Passage to read:
╭──

This all seems so surreal. I’m writing this post for Game Informer, where you’re reading it. I’ve read dozens of intern posts like this one, but didn’t know if I’d get the chance to write one of these. I still can’t believe I’m here now.

A few months ago, the life I built for myself in Chicago eroded and I had to move back home with my folks. While I was there, I played Night in the Woods, mostly because the protagonist, Mae, also moved back in with her parents. I returned home to find a respite from all the changes I couldn’t control. Home is supposed to be this stagnant place where everything stays just as we remember it. But, as both Mae and I found out, no place is immune to change, just like no person is immune to it. The best way to survive a siege of variables is to dive into that constant, that passion that remains while everything else around you shifts. For me, that constant has always been video games.

╰──

Description of the task: Copy out the intern post from "A few months" and going on through "been video games.", putting "family" wherever "folks" stands.

[Stored items]
╭──

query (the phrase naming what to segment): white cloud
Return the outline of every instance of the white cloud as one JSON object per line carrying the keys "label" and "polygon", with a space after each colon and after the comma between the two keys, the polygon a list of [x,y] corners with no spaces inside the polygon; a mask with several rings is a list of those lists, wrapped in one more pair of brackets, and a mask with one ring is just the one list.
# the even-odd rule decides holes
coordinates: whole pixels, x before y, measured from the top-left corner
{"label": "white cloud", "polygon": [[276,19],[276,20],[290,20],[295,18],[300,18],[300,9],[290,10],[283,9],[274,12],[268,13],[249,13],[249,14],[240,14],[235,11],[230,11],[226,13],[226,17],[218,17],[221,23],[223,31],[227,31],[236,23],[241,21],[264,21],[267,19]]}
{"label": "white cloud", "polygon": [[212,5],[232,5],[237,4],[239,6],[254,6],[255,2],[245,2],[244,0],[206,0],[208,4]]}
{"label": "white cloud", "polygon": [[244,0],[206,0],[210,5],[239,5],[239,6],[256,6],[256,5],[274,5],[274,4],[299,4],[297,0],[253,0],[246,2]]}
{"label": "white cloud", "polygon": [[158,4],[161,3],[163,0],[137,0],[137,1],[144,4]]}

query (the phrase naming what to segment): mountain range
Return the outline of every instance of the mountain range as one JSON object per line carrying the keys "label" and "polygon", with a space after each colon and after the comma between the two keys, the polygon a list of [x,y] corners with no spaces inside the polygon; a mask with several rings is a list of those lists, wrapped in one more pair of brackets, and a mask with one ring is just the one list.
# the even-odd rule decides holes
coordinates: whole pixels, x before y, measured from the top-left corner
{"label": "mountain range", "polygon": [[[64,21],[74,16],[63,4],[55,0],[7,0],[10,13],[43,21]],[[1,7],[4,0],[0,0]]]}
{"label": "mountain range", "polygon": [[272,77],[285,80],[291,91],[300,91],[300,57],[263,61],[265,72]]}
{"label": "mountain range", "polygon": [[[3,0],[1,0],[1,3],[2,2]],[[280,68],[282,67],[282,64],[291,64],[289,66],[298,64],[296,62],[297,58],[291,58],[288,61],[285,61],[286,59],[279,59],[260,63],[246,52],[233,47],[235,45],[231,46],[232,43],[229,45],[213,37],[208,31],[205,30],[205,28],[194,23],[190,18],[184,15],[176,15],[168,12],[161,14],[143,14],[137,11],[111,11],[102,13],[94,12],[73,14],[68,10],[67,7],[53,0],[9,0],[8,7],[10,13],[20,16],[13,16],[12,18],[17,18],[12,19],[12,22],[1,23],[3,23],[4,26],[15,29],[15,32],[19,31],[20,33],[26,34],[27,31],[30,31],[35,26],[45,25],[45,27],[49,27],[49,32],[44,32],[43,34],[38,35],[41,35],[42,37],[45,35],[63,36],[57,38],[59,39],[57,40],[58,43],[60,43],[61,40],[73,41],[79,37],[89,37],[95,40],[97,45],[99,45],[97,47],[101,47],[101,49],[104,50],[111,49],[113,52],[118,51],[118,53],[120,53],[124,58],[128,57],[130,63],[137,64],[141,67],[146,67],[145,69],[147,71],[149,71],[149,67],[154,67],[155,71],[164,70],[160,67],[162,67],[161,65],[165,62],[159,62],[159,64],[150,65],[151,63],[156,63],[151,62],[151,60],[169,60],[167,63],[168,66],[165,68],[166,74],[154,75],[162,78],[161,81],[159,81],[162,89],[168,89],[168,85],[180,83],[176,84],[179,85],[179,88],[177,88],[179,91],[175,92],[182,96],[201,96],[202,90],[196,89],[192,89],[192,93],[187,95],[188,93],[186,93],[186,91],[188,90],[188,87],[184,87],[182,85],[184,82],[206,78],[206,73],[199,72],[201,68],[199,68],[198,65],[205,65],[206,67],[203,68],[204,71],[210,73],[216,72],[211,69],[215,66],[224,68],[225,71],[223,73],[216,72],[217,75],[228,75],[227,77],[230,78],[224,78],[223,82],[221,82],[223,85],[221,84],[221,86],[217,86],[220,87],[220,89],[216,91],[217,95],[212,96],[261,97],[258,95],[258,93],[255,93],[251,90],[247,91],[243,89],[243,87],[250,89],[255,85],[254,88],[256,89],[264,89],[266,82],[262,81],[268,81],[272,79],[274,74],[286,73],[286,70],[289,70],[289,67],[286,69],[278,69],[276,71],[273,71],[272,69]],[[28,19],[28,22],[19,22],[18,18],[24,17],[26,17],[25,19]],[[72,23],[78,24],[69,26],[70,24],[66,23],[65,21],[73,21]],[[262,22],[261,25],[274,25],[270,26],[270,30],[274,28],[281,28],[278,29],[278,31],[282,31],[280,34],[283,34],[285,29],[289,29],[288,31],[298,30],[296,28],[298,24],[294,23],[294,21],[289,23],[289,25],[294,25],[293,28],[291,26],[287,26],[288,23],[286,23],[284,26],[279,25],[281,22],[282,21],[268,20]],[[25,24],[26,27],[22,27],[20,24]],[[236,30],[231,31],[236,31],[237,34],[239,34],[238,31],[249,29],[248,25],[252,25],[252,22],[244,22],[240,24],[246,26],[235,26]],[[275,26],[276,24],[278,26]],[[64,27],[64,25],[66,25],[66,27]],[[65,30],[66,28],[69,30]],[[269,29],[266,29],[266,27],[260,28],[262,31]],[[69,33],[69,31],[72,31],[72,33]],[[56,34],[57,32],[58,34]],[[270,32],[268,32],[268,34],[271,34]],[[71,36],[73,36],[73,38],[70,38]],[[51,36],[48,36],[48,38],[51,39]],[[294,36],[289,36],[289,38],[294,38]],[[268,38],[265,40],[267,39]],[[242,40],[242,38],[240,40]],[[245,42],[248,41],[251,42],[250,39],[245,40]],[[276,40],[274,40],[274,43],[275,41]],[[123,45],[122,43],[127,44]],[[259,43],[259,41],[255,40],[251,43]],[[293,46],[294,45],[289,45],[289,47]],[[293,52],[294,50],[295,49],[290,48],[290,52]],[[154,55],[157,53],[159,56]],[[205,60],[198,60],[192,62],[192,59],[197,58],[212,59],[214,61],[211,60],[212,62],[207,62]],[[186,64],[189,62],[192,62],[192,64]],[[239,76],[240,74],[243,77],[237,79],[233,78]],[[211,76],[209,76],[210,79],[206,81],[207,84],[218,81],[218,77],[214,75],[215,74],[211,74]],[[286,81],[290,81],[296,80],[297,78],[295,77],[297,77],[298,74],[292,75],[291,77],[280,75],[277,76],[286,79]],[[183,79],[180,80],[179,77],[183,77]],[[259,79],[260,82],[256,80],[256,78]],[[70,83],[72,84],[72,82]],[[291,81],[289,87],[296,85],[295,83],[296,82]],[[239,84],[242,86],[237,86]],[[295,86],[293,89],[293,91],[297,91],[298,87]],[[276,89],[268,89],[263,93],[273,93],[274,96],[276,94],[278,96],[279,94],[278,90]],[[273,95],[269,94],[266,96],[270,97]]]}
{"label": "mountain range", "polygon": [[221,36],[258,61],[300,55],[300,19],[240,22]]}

╰──

Task answer:
A few months ago, the life I built for myself in Chicago eroded and I had to move back home with my family. While I was there, I played Night in the Woods, mostly because the protagonist, Mae, also moved back in with her parents. I returned home to find a respite from all the changes I couldn’t control. Home is supposed to be this stagnant place where everything stays just as we remember it. But, as both Mae and I found out, no place is immune to change, just like no person is immune to it. The best way to survive a siege of variables is to dive into that constant, that passion that remains while everything else around you shifts. For me, that constant has always been video games.